● Passage provided:
* * *

And in a clever maneuver, his campaign released his personal and foundation tax returns while the debate was ongoing, ratcheting up the pressure on chief rival Mitt Romney, a multi, multi-millionaire, to do the same before April.

The release, coming 44 minutes into the two-hour debate -- showed an adjusted gross income of $3,142,066 -- was also an attempt to change the subject from Gingrich's sex life and marital fidelity to Romney's fortune.

Gingrich, who may overtake Romney in Saturday's South Carolina primary, dominated the debate, capping one of the most chaotic, dramatic, newsy and potentially game-changing days in the GOP primary.

Turns out Iowa Republicans goofed and Rick Santorum beat Romney in the caucus by 34 votes. Marianne Gingrich, Gingrich's second wife, told ABC's Nightline that Gingrich, having an affair, asked her if she would allow an "open marriage." Rick Perry dropped out, throwing his support to Gingrich, calling him a "conservative visionary."

King started off the debate asking about the interview Marianne Gingrich gave to ABC's "Nightline" where she said Gingrich in 1999 -- when he was having an affair with Calista, a congressional staffer, now his third wife -- asked her for an "open marriage."

"Would you like to take sometime to respond to that?"

Gingrich said, "No."

After a pause he added, "but I will."

* * *

● Extracted information:
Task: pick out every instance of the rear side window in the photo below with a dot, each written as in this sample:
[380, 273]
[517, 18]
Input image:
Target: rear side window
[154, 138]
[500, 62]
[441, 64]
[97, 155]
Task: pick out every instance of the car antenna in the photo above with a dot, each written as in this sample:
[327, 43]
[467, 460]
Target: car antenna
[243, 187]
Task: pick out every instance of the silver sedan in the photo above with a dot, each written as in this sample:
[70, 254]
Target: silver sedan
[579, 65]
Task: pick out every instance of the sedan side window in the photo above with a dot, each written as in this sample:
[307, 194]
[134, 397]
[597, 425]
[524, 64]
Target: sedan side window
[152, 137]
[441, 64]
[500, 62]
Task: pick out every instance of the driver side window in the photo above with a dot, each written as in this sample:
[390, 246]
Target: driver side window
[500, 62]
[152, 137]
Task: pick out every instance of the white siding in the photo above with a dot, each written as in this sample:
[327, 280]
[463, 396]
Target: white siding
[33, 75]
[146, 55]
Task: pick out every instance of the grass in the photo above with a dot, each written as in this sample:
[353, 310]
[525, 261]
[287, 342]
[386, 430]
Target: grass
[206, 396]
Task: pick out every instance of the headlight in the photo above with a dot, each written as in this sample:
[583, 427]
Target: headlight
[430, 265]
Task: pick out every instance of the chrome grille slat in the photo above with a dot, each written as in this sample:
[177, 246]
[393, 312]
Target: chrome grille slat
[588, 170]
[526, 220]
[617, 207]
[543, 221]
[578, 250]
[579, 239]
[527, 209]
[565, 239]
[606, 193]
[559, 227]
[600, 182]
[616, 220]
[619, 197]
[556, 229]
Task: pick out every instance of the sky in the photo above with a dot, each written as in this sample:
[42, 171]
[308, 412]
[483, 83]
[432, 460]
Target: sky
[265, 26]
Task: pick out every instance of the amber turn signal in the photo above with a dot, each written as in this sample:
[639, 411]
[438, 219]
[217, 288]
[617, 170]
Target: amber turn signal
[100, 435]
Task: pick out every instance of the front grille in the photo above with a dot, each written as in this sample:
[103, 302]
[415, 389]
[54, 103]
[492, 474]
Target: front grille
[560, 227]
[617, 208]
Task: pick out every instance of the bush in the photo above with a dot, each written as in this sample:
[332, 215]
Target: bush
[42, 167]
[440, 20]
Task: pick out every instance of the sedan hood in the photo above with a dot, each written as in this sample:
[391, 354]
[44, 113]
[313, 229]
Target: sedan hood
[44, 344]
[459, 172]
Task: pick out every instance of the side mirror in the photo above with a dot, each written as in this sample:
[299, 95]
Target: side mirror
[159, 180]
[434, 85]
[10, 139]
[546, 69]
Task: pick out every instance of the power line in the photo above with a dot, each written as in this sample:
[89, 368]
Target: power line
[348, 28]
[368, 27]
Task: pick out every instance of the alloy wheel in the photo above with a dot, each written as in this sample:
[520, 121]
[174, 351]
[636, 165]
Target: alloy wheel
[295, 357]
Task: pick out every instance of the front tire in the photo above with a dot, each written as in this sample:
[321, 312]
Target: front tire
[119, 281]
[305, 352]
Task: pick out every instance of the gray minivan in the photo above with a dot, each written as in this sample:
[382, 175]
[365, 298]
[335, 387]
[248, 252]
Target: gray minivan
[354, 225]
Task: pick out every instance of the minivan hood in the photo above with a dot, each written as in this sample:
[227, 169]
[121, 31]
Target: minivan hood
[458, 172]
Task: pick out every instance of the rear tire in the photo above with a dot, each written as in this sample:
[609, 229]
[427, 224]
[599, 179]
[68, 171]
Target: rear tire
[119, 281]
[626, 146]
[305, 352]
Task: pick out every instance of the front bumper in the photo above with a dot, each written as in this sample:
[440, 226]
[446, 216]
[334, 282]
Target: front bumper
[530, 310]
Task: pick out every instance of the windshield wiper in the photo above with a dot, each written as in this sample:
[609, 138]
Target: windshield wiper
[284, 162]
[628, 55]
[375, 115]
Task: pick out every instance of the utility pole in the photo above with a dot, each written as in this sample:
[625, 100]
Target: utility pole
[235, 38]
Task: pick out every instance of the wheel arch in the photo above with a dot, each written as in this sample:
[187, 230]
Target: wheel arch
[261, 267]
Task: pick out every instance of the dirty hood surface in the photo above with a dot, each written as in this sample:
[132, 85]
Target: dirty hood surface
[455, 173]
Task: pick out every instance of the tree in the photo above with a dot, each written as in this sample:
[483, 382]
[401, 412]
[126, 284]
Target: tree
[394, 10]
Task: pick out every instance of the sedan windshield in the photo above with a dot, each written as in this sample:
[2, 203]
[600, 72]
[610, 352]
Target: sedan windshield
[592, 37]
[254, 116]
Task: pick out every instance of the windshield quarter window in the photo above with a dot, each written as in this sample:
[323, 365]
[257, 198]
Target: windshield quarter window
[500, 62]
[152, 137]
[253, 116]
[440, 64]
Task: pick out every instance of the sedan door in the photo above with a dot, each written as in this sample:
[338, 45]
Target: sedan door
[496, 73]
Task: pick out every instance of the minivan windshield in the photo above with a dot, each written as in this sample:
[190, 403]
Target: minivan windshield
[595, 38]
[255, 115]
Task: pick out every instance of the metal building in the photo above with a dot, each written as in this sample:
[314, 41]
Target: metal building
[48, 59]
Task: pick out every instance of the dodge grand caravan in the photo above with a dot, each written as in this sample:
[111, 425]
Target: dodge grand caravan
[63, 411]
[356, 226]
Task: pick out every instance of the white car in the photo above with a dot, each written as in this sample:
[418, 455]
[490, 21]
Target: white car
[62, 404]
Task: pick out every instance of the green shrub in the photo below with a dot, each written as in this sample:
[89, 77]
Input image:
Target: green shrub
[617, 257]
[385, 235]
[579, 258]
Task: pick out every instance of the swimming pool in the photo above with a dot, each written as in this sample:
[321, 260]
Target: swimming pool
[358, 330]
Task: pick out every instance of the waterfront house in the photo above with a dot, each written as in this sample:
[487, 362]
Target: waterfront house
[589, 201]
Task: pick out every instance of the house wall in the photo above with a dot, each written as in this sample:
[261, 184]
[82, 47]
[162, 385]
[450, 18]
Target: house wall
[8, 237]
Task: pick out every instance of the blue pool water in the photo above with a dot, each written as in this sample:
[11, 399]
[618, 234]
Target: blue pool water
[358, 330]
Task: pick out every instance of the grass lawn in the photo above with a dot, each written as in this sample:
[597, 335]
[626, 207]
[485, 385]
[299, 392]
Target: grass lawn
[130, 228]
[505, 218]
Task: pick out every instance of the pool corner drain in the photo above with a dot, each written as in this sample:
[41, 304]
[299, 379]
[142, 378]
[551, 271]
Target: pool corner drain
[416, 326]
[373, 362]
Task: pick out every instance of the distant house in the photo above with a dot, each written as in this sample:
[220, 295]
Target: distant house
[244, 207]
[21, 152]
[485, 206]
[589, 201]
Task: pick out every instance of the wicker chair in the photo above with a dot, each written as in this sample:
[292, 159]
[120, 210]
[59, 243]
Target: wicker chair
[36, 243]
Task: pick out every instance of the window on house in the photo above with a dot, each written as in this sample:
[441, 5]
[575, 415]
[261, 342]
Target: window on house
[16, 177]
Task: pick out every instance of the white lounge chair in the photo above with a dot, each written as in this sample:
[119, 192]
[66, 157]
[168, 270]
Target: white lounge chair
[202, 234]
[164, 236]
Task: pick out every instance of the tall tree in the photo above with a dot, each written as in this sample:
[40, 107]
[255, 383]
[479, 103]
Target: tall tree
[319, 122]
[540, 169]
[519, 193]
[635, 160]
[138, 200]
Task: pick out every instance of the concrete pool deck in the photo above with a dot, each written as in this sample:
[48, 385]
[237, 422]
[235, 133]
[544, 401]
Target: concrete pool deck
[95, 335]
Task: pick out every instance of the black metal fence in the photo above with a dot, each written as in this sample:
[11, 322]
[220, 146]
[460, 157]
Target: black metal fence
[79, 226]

* * *

● List of tasks:
a – Translate this sentence from the passage on the Republican debate into Spanish: "Turns out Iowa Republicans goofed and Rick Santorum beat Romney in the caucus by 34 votes."
b – Continue the passage on the Republican debate, beginning right after its last line, "but I will."

● Written answers:
a – Resulta que los republicanos de Iowa se equivocaron y Rick Santorum le ganó a Romney en el caucus por 34 votos.

b –
"I think -- I think the destructive, vicious, negative nature of much of the news media makes it harder to govern this country, harder to attract decent people to run for public office. And I am appalled that you would begin a presidential debate on a topic like that," Gingrich said.

Romney has had the most difficult week of his cautious campaign.

A rival calling for the release of tax returns is Politics 101, and Romney's camp allowed the issue to fester, going from No to Maybe to April, after the nominee will probably be chosen already. Romney went from agreeing to release one year to perhaps multiple years.

"If nothing is there," said Gingrich, "why not release it?"

Romney's resistance to disclosure is a gift to Gingrich, but only in the short term, because eventually he will release a return. In the meantime, neither Ron Paul nor Rick Santorum has put out their taxes.

In discussing his income taxes on Tuesday, Romney blundered and showed how out of touch he is when he said the $374,327 he earned in speaking fees was "not very much."

"It's been an educational week," a Romney insider told me.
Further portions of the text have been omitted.